Exercise instructions
Your copy of the material must match it exactly, except that pictures are dropped.

Recorded data
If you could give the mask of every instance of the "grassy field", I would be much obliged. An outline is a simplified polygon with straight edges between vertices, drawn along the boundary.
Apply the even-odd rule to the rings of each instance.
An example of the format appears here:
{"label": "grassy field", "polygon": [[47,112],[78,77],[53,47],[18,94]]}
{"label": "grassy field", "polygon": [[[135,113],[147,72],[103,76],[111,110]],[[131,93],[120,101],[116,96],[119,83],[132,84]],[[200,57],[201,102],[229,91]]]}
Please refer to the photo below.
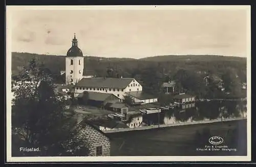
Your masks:
{"label": "grassy field", "polygon": [[[111,156],[246,155],[246,121],[108,133]],[[214,136],[237,151],[200,151]]]}

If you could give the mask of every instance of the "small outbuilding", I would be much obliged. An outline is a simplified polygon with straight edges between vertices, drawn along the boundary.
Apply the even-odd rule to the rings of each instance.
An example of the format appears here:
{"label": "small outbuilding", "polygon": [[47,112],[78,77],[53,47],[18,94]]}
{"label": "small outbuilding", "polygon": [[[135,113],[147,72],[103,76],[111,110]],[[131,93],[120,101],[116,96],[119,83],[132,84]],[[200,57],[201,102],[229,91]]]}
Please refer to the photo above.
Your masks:
{"label": "small outbuilding", "polygon": [[174,101],[177,103],[188,103],[195,102],[195,97],[185,93],[180,93],[174,97]]}

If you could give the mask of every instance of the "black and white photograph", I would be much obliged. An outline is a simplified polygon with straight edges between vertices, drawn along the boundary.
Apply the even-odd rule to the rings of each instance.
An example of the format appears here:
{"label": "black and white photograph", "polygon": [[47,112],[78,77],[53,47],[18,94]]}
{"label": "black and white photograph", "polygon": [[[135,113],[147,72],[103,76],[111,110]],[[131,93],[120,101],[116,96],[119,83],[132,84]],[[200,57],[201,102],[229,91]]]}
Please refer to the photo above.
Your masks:
{"label": "black and white photograph", "polygon": [[249,6],[6,11],[8,161],[251,160]]}

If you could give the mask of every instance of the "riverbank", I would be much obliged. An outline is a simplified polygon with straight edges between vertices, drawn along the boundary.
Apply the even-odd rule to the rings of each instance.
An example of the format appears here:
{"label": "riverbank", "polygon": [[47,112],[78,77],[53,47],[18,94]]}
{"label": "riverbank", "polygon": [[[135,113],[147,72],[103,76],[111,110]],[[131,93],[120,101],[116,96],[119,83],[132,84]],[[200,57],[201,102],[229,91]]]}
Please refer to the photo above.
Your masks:
{"label": "riverbank", "polygon": [[104,133],[117,133],[117,132],[125,132],[125,131],[138,131],[138,130],[152,129],[157,129],[157,128],[165,128],[165,127],[170,127],[184,126],[184,125],[210,124],[210,123],[221,122],[225,122],[238,121],[238,120],[246,120],[246,118],[226,118],[226,119],[223,119],[222,120],[221,119],[219,118],[219,119],[215,120],[199,121],[195,121],[195,122],[188,122],[188,123],[177,123],[177,124],[168,124],[168,125],[152,125],[152,126],[139,127],[135,127],[135,128],[132,128],[113,129],[113,130],[104,131],[103,132],[104,132]]}
{"label": "riverbank", "polygon": [[[111,156],[245,156],[246,120],[108,133]],[[209,138],[220,136],[236,151],[199,151]]]}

Correct result
If you could give the mask of every instance of the "grassy field", I would be much obliged. An outline is a simplified polygon with straight edges between vertices, drawn along the boundary.
Apply the even-odd rule to the rings of each instance.
An example of the format appears here:
{"label": "grassy field", "polygon": [[47,112],[78,77],[53,47],[18,94]]}
{"label": "grassy field", "polygon": [[[135,113],[147,72],[103,76],[111,110]],[[131,93],[120,101],[116,96],[119,83],[132,84]],[[200,57],[201,102],[229,91]]]}
Please refer to the photo below.
Your masks:
{"label": "grassy field", "polygon": [[[111,156],[246,155],[246,121],[108,133]],[[214,136],[237,151],[200,151]]]}

If you could give the mask of every instance of the "small outbuilding", I would be much obliged. An outline is a simplified polygon with straight edges between vertices, drawn along the boundary.
Apply the even-odd rule to the rings of each instance.
An example of the format appears here:
{"label": "small outbuilding", "polygon": [[47,112],[78,77],[53,47],[18,94]]}
{"label": "small outbuilding", "polygon": [[[135,113],[147,72],[103,76],[111,110]],[[131,93],[120,101],[116,96],[119,83],[132,84]],[[200,57],[201,102],[229,91]]]}
Please refer to the photo above.
Your masks:
{"label": "small outbuilding", "polygon": [[174,101],[177,103],[188,103],[195,102],[195,97],[185,93],[180,93],[174,97]]}

If you could give the mask of every instance of the "black and white photograph", I would be much obliged. An outline is a simplified polygon with straight edges between vertices, drawn along the boundary.
Apply the even-odd rule to the rings of each instance.
An example of the format appears here:
{"label": "black and white photograph", "polygon": [[47,112],[78,77],[53,47],[18,94]]}
{"label": "black and white photograph", "polygon": [[[135,113],[147,72],[103,76],[111,110]],[[131,93],[120,101],[116,96],[119,83],[132,84]],[[200,57],[201,102],[229,91]]]}
Please refer to the photo above.
Your masks:
{"label": "black and white photograph", "polygon": [[249,6],[6,11],[8,161],[251,160]]}

If you could give the mask of every instance of the "riverbank", I would be much obliged. An outline is a simplified polygon with straight edges between vertices, drawn along the boundary.
Apply the even-odd rule to the rings of each instance.
An example of the format appears here:
{"label": "riverbank", "polygon": [[47,112],[78,77],[53,47],[18,94]]}
{"label": "riverbank", "polygon": [[[135,113],[147,72],[103,76],[111,110]],[[131,93],[120,101],[116,96],[119,83],[132,84]],[[200,57],[201,102],[229,91]]]}
Please refer to the photo above.
Your masks:
{"label": "riverbank", "polygon": [[104,133],[117,133],[117,132],[125,132],[125,131],[138,131],[138,130],[152,129],[157,129],[157,128],[165,128],[165,127],[170,127],[184,126],[184,125],[210,124],[210,123],[221,122],[225,122],[238,121],[238,120],[246,120],[246,118],[226,118],[226,119],[223,119],[222,120],[221,119],[219,118],[219,119],[215,120],[199,121],[195,121],[195,122],[188,122],[188,123],[177,123],[177,124],[168,124],[168,125],[152,125],[152,126],[139,127],[135,127],[135,128],[132,128],[113,129],[113,130],[104,131],[103,132],[104,132]]}
{"label": "riverbank", "polygon": [[[111,156],[245,156],[246,120],[108,133]],[[209,138],[220,136],[236,151],[199,151]]]}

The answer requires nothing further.